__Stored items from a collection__

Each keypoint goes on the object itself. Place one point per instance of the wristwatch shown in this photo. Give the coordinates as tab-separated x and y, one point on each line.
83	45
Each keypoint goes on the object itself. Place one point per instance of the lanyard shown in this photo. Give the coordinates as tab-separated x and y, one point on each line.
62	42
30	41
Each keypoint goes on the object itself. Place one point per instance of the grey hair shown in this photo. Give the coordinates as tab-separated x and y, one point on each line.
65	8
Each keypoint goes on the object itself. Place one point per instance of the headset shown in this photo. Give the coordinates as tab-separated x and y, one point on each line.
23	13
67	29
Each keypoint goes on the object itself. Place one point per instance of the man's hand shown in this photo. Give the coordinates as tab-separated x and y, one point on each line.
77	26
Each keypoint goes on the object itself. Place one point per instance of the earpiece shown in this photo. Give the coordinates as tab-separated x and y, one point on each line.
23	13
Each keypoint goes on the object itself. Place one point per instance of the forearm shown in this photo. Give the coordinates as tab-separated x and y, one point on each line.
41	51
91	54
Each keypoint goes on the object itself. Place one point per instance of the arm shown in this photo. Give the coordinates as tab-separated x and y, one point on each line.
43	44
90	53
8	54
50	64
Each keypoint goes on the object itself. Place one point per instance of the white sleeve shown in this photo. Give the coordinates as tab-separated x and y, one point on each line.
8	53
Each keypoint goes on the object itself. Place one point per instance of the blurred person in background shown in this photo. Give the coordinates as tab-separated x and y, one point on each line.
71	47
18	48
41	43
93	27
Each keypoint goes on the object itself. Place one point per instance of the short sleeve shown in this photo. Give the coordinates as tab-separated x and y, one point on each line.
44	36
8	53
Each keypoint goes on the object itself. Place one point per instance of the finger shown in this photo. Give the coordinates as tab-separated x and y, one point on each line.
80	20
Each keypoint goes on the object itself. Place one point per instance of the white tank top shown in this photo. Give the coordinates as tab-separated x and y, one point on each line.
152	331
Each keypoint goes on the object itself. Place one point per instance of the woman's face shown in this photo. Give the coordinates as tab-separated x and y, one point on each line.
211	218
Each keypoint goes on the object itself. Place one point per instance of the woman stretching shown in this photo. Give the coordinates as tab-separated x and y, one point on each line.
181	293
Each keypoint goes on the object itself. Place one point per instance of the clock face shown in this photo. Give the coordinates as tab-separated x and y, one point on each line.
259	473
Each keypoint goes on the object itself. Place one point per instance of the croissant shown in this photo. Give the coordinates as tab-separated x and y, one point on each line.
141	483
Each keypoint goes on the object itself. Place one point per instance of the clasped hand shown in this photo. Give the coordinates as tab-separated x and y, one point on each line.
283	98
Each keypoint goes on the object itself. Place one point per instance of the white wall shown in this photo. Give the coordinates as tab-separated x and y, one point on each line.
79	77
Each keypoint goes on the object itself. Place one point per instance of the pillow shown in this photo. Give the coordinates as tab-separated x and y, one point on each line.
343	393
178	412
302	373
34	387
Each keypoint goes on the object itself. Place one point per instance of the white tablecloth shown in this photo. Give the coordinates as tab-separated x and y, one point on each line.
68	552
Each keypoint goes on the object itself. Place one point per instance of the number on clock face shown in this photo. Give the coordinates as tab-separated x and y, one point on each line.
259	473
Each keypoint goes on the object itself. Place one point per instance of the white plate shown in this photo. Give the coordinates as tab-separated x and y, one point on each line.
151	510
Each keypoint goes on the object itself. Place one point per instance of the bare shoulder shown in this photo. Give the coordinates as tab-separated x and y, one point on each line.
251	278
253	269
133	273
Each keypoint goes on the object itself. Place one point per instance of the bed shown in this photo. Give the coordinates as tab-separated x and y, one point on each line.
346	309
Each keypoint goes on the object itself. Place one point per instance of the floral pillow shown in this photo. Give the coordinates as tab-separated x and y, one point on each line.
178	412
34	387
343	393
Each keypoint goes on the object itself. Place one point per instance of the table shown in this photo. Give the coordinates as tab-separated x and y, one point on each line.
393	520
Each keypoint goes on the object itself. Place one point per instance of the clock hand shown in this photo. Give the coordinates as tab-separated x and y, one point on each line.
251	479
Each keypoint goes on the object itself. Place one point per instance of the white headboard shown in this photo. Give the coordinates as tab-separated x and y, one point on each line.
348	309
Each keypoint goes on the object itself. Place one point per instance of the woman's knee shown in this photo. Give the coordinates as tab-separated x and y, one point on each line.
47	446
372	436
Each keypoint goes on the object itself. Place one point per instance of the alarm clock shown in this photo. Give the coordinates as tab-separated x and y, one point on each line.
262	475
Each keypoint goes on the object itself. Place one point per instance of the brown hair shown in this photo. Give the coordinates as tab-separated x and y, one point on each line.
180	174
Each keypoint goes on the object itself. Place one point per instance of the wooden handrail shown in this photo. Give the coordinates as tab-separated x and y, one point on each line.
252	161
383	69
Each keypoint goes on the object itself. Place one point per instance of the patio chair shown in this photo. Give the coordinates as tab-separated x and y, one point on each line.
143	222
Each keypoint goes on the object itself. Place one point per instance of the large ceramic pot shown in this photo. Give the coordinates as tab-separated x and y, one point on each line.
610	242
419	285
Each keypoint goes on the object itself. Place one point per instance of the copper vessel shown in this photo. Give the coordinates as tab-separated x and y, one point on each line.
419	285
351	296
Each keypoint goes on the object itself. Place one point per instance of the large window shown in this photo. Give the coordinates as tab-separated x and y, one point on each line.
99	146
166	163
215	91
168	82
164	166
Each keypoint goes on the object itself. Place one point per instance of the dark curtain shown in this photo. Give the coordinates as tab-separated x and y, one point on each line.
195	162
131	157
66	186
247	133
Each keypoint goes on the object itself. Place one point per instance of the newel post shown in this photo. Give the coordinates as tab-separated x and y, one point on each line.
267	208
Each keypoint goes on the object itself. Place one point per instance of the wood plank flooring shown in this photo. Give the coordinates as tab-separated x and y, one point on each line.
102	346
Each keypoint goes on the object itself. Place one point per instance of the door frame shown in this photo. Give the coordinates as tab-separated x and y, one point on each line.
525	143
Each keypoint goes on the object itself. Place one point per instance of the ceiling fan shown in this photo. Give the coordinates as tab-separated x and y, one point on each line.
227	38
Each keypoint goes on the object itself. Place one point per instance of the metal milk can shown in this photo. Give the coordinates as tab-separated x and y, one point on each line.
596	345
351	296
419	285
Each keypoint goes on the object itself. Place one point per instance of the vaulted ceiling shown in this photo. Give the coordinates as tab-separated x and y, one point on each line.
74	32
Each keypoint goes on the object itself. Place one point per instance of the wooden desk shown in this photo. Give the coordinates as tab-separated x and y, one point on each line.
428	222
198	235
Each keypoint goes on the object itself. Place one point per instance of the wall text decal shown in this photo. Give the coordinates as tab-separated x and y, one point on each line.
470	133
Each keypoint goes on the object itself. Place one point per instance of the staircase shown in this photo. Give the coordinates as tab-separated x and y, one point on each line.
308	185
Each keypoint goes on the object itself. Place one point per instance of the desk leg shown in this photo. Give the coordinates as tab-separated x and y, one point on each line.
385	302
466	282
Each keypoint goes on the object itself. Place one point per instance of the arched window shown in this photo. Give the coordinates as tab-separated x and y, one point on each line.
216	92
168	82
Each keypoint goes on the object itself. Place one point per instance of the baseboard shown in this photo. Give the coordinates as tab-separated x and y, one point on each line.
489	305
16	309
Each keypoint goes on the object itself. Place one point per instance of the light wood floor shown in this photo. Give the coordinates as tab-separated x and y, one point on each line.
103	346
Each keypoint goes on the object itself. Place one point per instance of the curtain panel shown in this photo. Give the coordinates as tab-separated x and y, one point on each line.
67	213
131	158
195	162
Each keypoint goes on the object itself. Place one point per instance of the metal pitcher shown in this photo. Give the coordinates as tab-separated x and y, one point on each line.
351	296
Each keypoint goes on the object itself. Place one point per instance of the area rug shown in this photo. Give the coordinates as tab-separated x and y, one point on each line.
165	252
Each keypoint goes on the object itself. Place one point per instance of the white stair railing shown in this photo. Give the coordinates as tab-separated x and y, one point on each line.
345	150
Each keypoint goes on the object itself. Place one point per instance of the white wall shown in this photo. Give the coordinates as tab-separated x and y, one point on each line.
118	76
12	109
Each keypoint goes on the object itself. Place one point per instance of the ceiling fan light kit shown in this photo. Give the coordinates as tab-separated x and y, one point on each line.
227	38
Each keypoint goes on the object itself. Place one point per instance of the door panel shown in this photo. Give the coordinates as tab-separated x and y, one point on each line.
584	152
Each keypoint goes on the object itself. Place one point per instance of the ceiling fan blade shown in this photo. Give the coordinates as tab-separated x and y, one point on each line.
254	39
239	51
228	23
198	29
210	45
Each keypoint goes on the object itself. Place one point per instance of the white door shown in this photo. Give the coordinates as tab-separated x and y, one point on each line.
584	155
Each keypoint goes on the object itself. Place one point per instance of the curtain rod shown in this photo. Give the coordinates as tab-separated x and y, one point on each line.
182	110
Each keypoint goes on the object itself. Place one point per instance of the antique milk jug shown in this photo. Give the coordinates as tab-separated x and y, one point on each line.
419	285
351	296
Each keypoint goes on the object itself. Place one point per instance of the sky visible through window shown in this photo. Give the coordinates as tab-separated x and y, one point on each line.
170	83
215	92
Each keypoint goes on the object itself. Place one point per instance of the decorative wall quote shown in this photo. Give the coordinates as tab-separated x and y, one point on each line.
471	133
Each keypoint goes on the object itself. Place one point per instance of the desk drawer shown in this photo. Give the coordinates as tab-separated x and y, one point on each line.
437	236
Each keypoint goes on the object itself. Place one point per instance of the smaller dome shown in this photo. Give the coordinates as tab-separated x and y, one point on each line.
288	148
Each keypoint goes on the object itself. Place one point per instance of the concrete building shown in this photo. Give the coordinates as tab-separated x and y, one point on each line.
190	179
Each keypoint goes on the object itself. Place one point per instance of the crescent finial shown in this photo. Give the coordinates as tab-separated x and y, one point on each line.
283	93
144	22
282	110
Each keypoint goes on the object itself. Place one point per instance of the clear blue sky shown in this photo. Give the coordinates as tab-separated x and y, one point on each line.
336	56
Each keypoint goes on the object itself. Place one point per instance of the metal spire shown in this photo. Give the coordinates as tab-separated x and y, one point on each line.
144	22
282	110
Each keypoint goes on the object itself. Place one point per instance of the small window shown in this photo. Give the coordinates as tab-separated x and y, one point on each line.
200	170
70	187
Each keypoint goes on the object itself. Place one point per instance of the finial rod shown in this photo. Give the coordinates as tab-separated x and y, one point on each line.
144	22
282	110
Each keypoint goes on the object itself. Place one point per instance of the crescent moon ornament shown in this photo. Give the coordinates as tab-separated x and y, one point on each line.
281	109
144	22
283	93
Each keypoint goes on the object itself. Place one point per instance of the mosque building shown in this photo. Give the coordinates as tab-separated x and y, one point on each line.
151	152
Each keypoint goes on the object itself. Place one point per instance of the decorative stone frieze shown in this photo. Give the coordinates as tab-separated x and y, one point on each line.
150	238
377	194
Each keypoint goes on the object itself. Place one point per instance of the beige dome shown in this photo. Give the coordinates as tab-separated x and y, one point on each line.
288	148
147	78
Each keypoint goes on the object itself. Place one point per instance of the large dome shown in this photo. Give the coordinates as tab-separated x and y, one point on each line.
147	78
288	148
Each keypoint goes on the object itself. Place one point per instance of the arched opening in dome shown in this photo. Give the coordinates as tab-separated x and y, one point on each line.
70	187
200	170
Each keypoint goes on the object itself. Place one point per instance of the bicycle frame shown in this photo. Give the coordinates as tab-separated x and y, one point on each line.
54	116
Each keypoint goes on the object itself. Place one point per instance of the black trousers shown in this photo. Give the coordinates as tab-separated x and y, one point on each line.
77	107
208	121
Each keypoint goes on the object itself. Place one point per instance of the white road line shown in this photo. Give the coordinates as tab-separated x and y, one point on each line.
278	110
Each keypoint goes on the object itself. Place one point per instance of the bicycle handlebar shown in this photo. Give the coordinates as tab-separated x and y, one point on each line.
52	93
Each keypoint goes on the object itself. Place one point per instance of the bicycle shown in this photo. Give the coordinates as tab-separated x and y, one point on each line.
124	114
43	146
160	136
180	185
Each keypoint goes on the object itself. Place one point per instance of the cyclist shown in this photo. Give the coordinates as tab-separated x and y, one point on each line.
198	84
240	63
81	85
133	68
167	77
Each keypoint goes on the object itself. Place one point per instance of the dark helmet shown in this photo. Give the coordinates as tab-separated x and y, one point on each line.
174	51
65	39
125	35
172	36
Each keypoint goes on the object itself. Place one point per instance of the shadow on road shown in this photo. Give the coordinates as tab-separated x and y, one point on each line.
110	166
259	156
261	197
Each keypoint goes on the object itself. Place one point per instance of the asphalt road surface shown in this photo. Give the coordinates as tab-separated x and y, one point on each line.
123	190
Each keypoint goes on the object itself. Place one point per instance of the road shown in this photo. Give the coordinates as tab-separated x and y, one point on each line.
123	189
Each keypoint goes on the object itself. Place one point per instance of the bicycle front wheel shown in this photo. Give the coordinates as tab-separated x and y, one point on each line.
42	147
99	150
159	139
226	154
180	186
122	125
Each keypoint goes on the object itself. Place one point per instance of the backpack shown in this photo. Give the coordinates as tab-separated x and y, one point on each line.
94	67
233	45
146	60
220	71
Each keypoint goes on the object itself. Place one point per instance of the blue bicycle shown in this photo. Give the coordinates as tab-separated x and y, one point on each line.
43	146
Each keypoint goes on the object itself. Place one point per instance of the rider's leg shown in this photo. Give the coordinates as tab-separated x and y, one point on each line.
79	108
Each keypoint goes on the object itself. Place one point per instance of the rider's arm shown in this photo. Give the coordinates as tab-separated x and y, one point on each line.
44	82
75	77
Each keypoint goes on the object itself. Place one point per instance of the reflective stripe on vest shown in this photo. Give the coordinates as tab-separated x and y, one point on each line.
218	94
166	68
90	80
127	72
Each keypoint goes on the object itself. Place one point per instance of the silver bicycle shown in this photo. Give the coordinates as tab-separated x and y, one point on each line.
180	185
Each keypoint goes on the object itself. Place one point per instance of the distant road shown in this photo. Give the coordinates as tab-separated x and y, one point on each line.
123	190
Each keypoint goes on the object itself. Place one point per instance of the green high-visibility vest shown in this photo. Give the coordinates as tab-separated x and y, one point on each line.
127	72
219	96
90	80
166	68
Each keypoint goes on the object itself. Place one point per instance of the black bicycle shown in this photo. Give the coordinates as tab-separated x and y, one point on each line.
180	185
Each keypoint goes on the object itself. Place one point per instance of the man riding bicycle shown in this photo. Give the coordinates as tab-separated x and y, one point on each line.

__GIVEN TASK__
Update the rows from the line holding "of the green" through the end of the rows, inclusive, by swapping "black bicycle" for "dark bicycle" and keeping everything else the same.

__RESPONSE FOR THIS EXERCISE__
Each keypoint goes on the object itself. Place one point per instance of the green high-visibility vest shown in this photo. Give the coordinates as tab-separated x and y, one point on each line.
127	72
219	96
90	80
166	68
Each keypoint goes on the object itself. Place one point per instance of the dark bicycle shown in this photo. Give the coordinates as tab-separated x and y, one point on each line.
180	185
Each keypoint goes on the object itself. Place one point per instance of the man riding bicycle shown in this photo. Give the coordinates as tab-separated x and y, one point on each line.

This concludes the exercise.